**ARTICLE**
* Begin *
11 July 2005 11 Jul Mt Rufus Circuit with snowshoes, Tasmania Photos
Maps: Cradle Mountain - Lake St Clair 1:100000; Cradle Mountain Lake St Clair and Walls of Jerusalem National Parks by John Chapman and John Siseman
Days 1-8 - 3-10 July. The Overland Track, including side trips to Waterfall Valley, Mt Ossa and Pine Valley to The Labyrinth and The Acropolis

Walk

Day 9 - 11 July.  Mt Rufus Circuit with snowshoes

We were up at 6.45am and enjoyed our continental breakfast which we brought back on a tray last night, as breakfast wasn't available in the dining room till 8am.  A toaster and electric jug beats a fuel stove any time.  Dry socks and boots were a pleasure to pull on and the leftovers from breakfast were added to our lunches.  We were ready to go by 8am, with daypack and snowshoes and poles at the ready.  The previous night we'd met Tony in the bar and he agreed to transport us to Cynthia Bay for $5 a head.  He was right on time.
* End *
**EXERCISE DETAILS**
Write the next part of the Mt Rufus snowshoe trip report, picking up right after its last sentence. The rows have nothing to do with the text above them.

**Point labeling rows**
* Begin *
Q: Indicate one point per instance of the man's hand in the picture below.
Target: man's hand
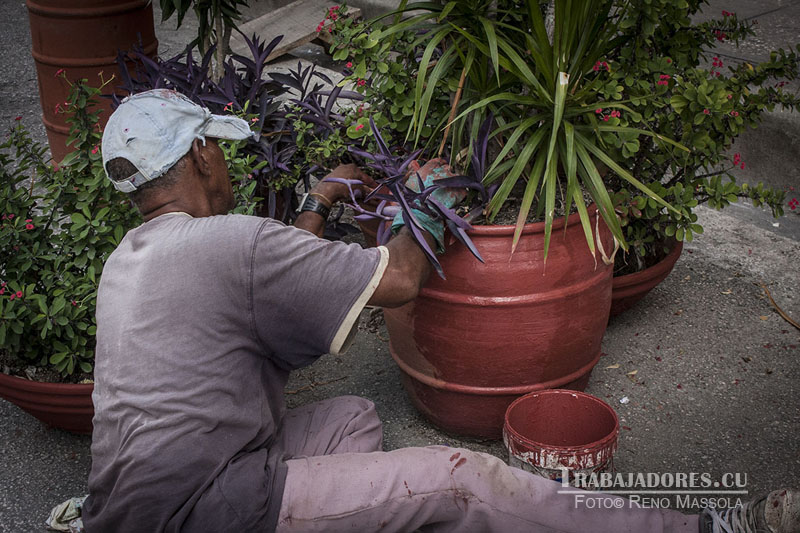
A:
(330, 192)
(335, 191)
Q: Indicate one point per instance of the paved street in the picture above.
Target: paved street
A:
(718, 370)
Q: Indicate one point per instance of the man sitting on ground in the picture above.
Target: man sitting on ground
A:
(202, 315)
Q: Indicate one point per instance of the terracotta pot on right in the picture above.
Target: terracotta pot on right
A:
(630, 288)
(65, 406)
(83, 37)
(472, 344)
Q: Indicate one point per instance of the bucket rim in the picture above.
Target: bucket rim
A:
(605, 442)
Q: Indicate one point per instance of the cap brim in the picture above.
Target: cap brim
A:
(227, 127)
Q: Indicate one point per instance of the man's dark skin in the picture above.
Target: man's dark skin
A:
(204, 189)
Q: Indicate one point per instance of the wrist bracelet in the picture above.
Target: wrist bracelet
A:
(320, 195)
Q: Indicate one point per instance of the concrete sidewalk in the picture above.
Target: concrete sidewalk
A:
(718, 369)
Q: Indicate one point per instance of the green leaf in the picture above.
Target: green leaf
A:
(491, 38)
(527, 198)
(78, 220)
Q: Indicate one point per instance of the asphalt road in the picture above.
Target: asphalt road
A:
(716, 388)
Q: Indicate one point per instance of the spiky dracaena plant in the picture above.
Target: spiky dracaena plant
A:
(496, 58)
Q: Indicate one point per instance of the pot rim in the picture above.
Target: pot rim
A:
(608, 440)
(651, 272)
(40, 386)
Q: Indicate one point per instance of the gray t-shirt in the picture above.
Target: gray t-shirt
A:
(199, 322)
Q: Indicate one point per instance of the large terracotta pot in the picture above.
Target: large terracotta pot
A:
(83, 37)
(61, 405)
(629, 289)
(472, 344)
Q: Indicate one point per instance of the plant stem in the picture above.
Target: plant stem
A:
(217, 14)
(452, 110)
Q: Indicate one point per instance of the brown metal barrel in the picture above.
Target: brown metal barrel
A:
(83, 37)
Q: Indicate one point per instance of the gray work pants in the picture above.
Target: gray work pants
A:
(339, 480)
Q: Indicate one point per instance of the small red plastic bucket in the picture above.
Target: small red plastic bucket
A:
(551, 430)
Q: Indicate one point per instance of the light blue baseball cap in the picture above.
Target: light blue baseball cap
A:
(156, 128)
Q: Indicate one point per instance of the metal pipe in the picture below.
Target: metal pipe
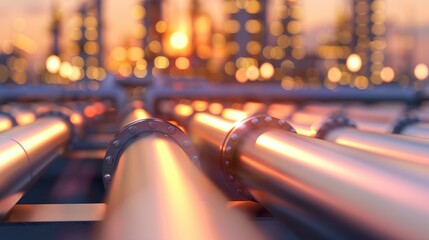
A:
(157, 193)
(405, 148)
(26, 151)
(334, 191)
(420, 130)
(394, 146)
(135, 115)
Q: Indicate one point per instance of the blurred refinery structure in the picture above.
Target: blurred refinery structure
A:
(259, 40)
(212, 121)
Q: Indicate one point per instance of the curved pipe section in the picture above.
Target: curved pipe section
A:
(26, 151)
(325, 189)
(156, 192)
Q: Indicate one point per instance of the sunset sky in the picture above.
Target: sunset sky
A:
(33, 18)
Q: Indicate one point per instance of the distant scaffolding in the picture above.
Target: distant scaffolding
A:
(368, 35)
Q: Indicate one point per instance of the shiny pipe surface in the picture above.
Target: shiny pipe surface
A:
(157, 193)
(338, 192)
(420, 130)
(25, 152)
(383, 200)
(373, 126)
(134, 115)
(394, 146)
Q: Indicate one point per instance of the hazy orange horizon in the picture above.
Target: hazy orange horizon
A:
(33, 18)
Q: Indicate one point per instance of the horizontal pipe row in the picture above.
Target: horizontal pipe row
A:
(333, 190)
(26, 151)
(157, 193)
* End *
**RESULT**
After signing the day walk register, we left Cynthia Bay at 8.30am, first walking northwest along the beach to Fergy's Paddock campsite, then joining the Mt Rufus Circuit track for a clockwise spin.

The track to the mountain was typical of other climbs, passing through rain forest and more open, sub-alpine areas.  But each has its own particular beauty and anticipation of what was to come.  Today it was obvious that we'd find more snow, the weather forecast promising it and the view of the Mt Rufus ridge, as we climbed closer and closer, showing it.  The wind and snow were bitter as we climbed onto the ridge at 11am into 20-30cm of snow.

We geared up and started to walk.  Pretty easy and no skill required but, boy, was it cold!  Clear at first, then the cloud came down and wind driven, icy snow lashed us.  A couple of times we could not see forward to the next snow pole and the navigation was a little tricky at times.  Two long ridges gave us around 2km of snowshoeing to the Mt Rufus cairn (1416m), which we reached at 12.45pm.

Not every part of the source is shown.